Directions for this task:
Transcribe the entries exactly as they stand below, passing over any picture.

** Given information follows **

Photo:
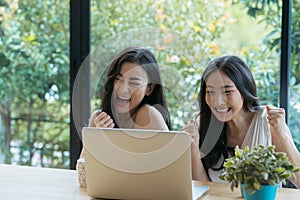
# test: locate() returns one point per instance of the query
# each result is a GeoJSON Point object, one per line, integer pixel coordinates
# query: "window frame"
{"type": "Point", "coordinates": [80, 27]}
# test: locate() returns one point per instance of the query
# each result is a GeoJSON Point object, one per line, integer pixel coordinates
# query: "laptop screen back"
{"type": "Point", "coordinates": [137, 164]}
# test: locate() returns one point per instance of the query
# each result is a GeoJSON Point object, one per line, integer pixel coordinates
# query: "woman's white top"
{"type": "Point", "coordinates": [258, 133]}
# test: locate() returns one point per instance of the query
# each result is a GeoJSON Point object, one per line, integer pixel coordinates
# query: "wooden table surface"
{"type": "Point", "coordinates": [21, 182]}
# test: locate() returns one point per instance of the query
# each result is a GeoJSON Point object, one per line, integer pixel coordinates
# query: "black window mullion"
{"type": "Point", "coordinates": [79, 50]}
{"type": "Point", "coordinates": [285, 56]}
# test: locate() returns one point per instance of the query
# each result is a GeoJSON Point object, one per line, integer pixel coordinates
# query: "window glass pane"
{"type": "Point", "coordinates": [34, 82]}
{"type": "Point", "coordinates": [294, 109]}
{"type": "Point", "coordinates": [185, 35]}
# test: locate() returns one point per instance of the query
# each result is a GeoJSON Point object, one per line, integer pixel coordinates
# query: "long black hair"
{"type": "Point", "coordinates": [213, 141]}
{"type": "Point", "coordinates": [148, 62]}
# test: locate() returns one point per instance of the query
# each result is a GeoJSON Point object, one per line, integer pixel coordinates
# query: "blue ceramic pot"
{"type": "Point", "coordinates": [268, 192]}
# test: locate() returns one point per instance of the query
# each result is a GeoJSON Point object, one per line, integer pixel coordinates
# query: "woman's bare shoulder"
{"type": "Point", "coordinates": [148, 117]}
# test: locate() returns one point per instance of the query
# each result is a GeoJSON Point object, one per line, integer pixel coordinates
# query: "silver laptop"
{"type": "Point", "coordinates": [138, 164]}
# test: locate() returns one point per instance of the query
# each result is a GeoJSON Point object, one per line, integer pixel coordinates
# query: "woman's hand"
{"type": "Point", "coordinates": [103, 120]}
{"type": "Point", "coordinates": [192, 128]}
{"type": "Point", "coordinates": [278, 127]}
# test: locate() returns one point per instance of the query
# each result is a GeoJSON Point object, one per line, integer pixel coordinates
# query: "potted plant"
{"type": "Point", "coordinates": [258, 171]}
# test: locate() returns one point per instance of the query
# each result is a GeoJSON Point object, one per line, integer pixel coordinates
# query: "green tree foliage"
{"type": "Point", "coordinates": [34, 79]}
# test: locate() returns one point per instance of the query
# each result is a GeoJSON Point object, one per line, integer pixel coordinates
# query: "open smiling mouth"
{"type": "Point", "coordinates": [222, 110]}
{"type": "Point", "coordinates": [122, 99]}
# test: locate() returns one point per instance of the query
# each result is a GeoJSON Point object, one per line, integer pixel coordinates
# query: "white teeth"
{"type": "Point", "coordinates": [123, 99]}
{"type": "Point", "coordinates": [222, 110]}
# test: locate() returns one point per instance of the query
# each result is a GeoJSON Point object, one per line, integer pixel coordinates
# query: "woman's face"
{"type": "Point", "coordinates": [222, 96]}
{"type": "Point", "coordinates": [130, 87]}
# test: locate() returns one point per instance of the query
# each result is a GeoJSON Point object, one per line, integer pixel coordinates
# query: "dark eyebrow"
{"type": "Point", "coordinates": [225, 86]}
{"type": "Point", "coordinates": [131, 78]}
{"type": "Point", "coordinates": [135, 79]}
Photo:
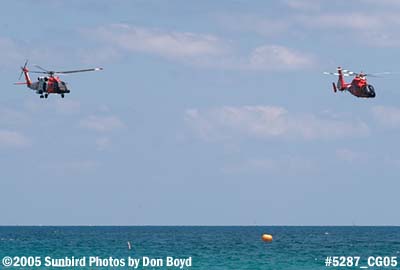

** End of Given information **

Result below:
Photo:
# test: locate() returns one point per instance of the query
# each result is a GeoJSON Point object, one per line, integer pixel coordinates
# query: "window frame"
{"type": "Point", "coordinates": [80, 27]}
# test: locate() returns one point per instance of the query
# each result is a GeoJSON Point object, one per line, integer pixel coordinates
# query: "laptop screen back"
{"type": "Point", "coordinates": [137, 164]}
# test: locate() returns one point per instance of the query
# each result is a GeoJSON Point object, one per line, integer pixel coordinates
# query: "woman's white top"
{"type": "Point", "coordinates": [258, 133]}
# test: locate() returns one point per instance of the query
# each result is a GeoJSON Point object, one per line, integer pixel coordinates
# query: "wooden table surface"
{"type": "Point", "coordinates": [21, 182]}
# test: locate() returns one point per instance of the query
# each result is a GeoJSON Point object, one per line, integer pixel coordinates
# query: "black window mullion"
{"type": "Point", "coordinates": [79, 50]}
{"type": "Point", "coordinates": [285, 56]}
# test: locate() returns one point per instance of the query
# each result is a GeoJSON Point object, one per line, integer pixel coordinates
# query: "window glass pane"
{"type": "Point", "coordinates": [34, 82]}
{"type": "Point", "coordinates": [294, 109]}
{"type": "Point", "coordinates": [185, 35]}
# test: locate() returns one point per instance of the query
# each result is a GeoJSON Point object, one per line, integer pixel coordinates
# query: "long black hair"
{"type": "Point", "coordinates": [213, 141]}
{"type": "Point", "coordinates": [148, 62]}
# test: locate() returns one point per instance of the query
# each result is a GeoJSON Point object, one per line, integer pixel coordinates
# query: "blue ceramic pot"
{"type": "Point", "coordinates": [268, 192]}
# test: locate() returns one point per instance of the query
# each result is a GeoJSON Point object, one per line, integer pixel coordinates
# query: "woman's bare shoulder"
{"type": "Point", "coordinates": [148, 117]}
# test: locate() returns one point per instance of the query
# each result is a GeoJSON Point object, one per line, integer pixel coordinates
# query: "silver laptop"
{"type": "Point", "coordinates": [138, 164]}
# test: locate() returns one point per instance of the query
# each result is a GeoJSON Point object, one per line, integer pixel coordinates
# query: "woman's hand"
{"type": "Point", "coordinates": [103, 120]}
{"type": "Point", "coordinates": [192, 128]}
{"type": "Point", "coordinates": [278, 127]}
# test: locate() returns one point per instance of the query
# each result is a GeoJSON Point object, one per line, integer pixel coordinates
# query: "potted plant"
{"type": "Point", "coordinates": [258, 171]}
# test: locate() returns one point per instance of the query
# each result is a GeoJSON Point object, one per line, integer pixel coordinates
# query: "green tree foliage"
{"type": "Point", "coordinates": [34, 79]}
# test: locate() returns one point per instance of the query
# each result is a GeoJSON Point object, one per line, integer pixel coordinates
# query: "open smiling mouth"
{"type": "Point", "coordinates": [222, 110]}
{"type": "Point", "coordinates": [122, 99]}
# test: locate() returns one point per instance of the query
# each result is a GeoJSON Point object, one per line, integer pixel coordinates
# query: "white teeth"
{"type": "Point", "coordinates": [123, 99]}
{"type": "Point", "coordinates": [222, 110]}
# test: locate() returns one point per instance of the query
# each result is a GeoJSON Point object, one per line, integer pixel coordinates
# query: "woman's face"
{"type": "Point", "coordinates": [222, 96]}
{"type": "Point", "coordinates": [130, 87]}
# test: locate() returns one point per instance of the query
# each result is a GeoJSON Point object, one per line, integer pixel coordinates
# query: "dark eyebrow"
{"type": "Point", "coordinates": [225, 86]}
{"type": "Point", "coordinates": [131, 78]}
{"type": "Point", "coordinates": [135, 79]}
Photo:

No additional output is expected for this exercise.